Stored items
start

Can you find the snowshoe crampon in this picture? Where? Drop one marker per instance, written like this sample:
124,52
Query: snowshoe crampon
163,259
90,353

end

• _REQUIREMENT_: Print all of the records above again, line for line, with no changes.

• _SOLUTION_:
Can you find the snowshoe crampon in this picture? Where? Drop one marker per instance, written like this sample:
124,52
Query: snowshoe crampon
163,259
90,353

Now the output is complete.